__Trecho do texto__:
>>>>>

Negociador da organização prevê agora tom mais técnico nas discussões sobre liberalização comercial

Brasil foi fundamental para destravar agricultura, diz OMC

CÍNTIA CARDOSO
DA REPORTAGEM LOCAL

Superada a tensão política que travava as discussões agrícolas na OMC (Organização Mundial do Comércio), os 147 países-membros da entidade terão margem de manobra para avançar na liberalização comercial.
A partir de agora, o tom "passional" e "político" que dominava as negociações será substituído por uma dinâmica mais "técnica". Pelo menos é o que espera Tim Groser, presidente do comitê de agricultura da OMC.
De acordo com o diplomata neozelandês, que assumiu o posto no começo deste ano, o consenso obtido pelos 147 países participantes da organização na semana retrasada foi decisivo para destravar as negociações que levarão à conclusão da Rodada Doha, prevista para o final de 2005.
Ficou acordado, entre outras medidas, que serão eliminados os subsídios à exportação e que serão mais bem disciplinados os créditos e outros mecanismos de suporte às vendas externas.
Sobre o Brasil, o negociador é só elogios e credita à diplomacia do país a aprovação por consenso do "framework" [moldura das negociações] na semana retrasada. "A formação do G20 pelo Brasil, francamente, foi uma obra-prima da diplomacia", afirmou.

<<<<<

__Tarefa proposta A__:
Quais linhas dos registros contêm a palavra "door"? Devolva cada uma delas copiada por inteiro, levando em conta a diferença entre maiúsculas e minúsculas.
O trecho e os registros vêm de fontes diferentes.

__Itens para identificar localizações__:
>>>>>

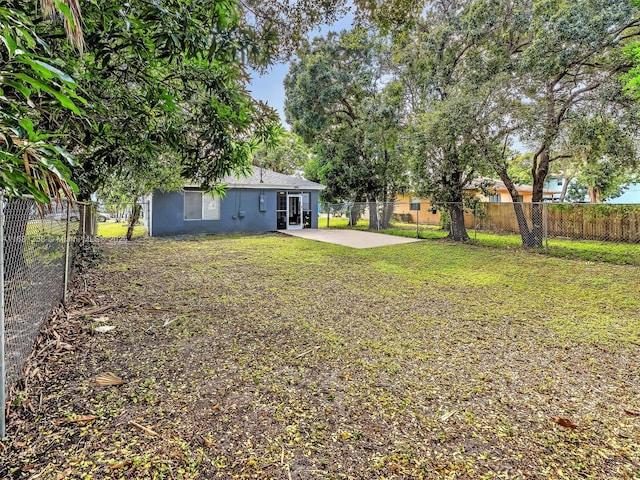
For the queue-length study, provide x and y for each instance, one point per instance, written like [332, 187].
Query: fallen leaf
[104, 328]
[447, 416]
[208, 443]
[79, 419]
[564, 422]
[64, 474]
[108, 378]
[144, 429]
[125, 463]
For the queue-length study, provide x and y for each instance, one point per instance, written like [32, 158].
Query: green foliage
[33, 87]
[167, 88]
[336, 101]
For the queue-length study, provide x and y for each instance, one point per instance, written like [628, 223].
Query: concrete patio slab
[350, 238]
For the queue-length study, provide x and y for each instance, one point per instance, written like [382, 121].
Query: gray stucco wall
[168, 213]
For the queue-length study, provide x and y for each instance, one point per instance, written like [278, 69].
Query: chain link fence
[35, 246]
[602, 222]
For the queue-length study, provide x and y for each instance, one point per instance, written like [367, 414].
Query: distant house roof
[495, 184]
[264, 178]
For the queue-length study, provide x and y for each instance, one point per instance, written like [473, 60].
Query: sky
[270, 86]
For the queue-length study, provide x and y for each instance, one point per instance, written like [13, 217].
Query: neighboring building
[553, 187]
[264, 201]
[496, 191]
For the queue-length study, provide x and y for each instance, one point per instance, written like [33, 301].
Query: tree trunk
[565, 188]
[539, 171]
[457, 230]
[87, 227]
[16, 214]
[373, 216]
[354, 214]
[133, 219]
[523, 226]
[387, 213]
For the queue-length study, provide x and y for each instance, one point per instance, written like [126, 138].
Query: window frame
[205, 201]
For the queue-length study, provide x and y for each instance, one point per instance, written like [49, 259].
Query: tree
[288, 155]
[32, 87]
[446, 77]
[604, 156]
[566, 57]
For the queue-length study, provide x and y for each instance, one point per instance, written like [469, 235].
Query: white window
[201, 206]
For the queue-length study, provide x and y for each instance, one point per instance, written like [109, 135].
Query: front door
[294, 212]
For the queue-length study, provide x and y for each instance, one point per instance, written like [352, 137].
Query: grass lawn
[277, 357]
[590, 250]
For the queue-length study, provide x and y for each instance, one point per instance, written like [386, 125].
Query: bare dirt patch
[276, 357]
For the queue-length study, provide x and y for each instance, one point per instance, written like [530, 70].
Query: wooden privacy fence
[617, 223]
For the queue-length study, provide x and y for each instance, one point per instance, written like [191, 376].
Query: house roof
[265, 178]
[494, 184]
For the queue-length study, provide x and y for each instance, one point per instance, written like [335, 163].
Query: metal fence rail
[34, 272]
[609, 223]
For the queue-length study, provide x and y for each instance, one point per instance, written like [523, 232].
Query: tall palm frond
[69, 10]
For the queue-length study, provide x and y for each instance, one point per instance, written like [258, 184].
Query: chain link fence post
[545, 225]
[3, 370]
[67, 260]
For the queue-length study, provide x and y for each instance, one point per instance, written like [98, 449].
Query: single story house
[264, 201]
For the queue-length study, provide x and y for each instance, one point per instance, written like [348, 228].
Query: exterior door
[294, 212]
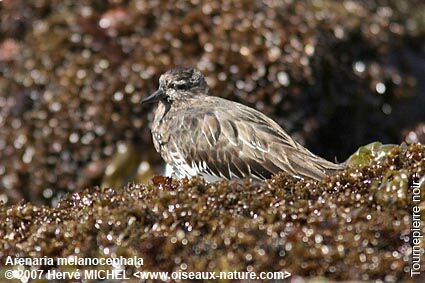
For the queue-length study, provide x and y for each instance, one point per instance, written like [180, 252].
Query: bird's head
[179, 84]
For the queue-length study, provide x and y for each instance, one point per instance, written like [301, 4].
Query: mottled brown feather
[230, 140]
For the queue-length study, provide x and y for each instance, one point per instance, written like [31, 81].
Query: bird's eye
[179, 86]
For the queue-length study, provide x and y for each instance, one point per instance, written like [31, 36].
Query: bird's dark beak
[154, 97]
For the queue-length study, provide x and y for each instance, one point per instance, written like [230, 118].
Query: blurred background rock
[335, 74]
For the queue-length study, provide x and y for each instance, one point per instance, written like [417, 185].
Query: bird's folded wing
[239, 144]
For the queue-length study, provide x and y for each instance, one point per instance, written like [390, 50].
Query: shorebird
[215, 138]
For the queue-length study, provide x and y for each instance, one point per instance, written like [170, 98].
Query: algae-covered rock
[354, 225]
[333, 74]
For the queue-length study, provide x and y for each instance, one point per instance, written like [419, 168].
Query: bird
[198, 134]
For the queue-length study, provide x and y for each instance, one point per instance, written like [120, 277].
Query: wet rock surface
[335, 75]
[351, 226]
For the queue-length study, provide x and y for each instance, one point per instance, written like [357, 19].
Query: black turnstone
[215, 138]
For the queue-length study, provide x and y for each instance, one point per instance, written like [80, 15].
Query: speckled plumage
[198, 134]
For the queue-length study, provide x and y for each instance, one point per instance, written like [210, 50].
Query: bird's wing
[239, 143]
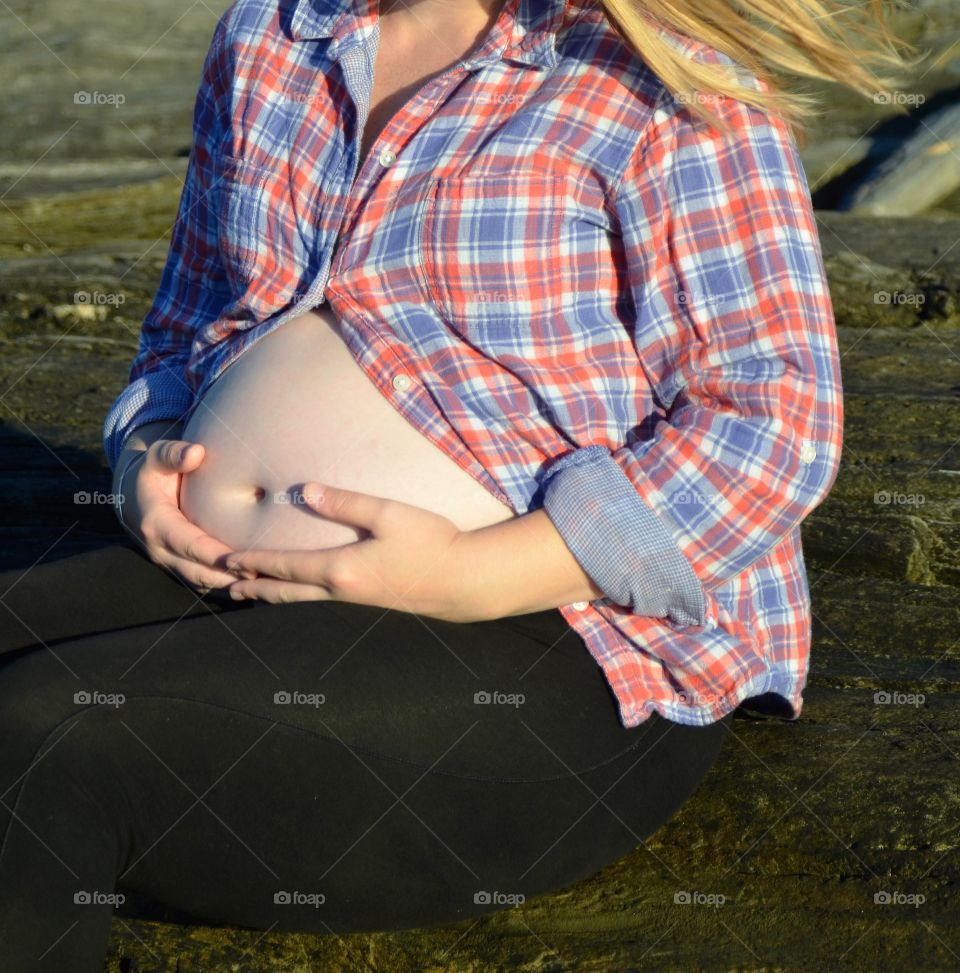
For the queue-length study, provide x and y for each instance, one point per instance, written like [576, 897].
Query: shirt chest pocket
[244, 216]
[500, 253]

<<<<<

__Tarefa proposta B__:
Escreva a continuação do trecho sobre as negociações agrícolas na OMC a partir de onde ele termina.

__Resultado do exercício A__:
Query: front door
Query: exterior door

__Resultado do exercício B__:
A seguir, a entrevista de Groser concedida por telefone à Folha.

Folha - Como o sr. avalia o acordo alcançado pela OMC?
Tim Groser -
Acredito que o acordo que nós conseguimos seja excelente. Claro que não é um acordo completo. É meramente um importante passo para alcançarmos um acordo completo, mas nos dá uma diretriz precisa numa questão que é de grande interesse para o Brasil e para outros países em desenvolvimento: a eliminação dos subsídios à exportação. Isso é algo que o Brasil já tenta conseguir há décadas. O acordo do dia 31 de julho também nos deu uma perspectiva de reduções substanciais de outros subsídios que distorcem o comércio. Há dois tipos de subsídio: aqueles para a exportação, que são pagos apenas na hora da exportação, e aqueles ligados à produção, que são pagos quando se produz algo. Os subsídios à exportação serão eliminados e os subsídios à produção serão bastante reduzidos.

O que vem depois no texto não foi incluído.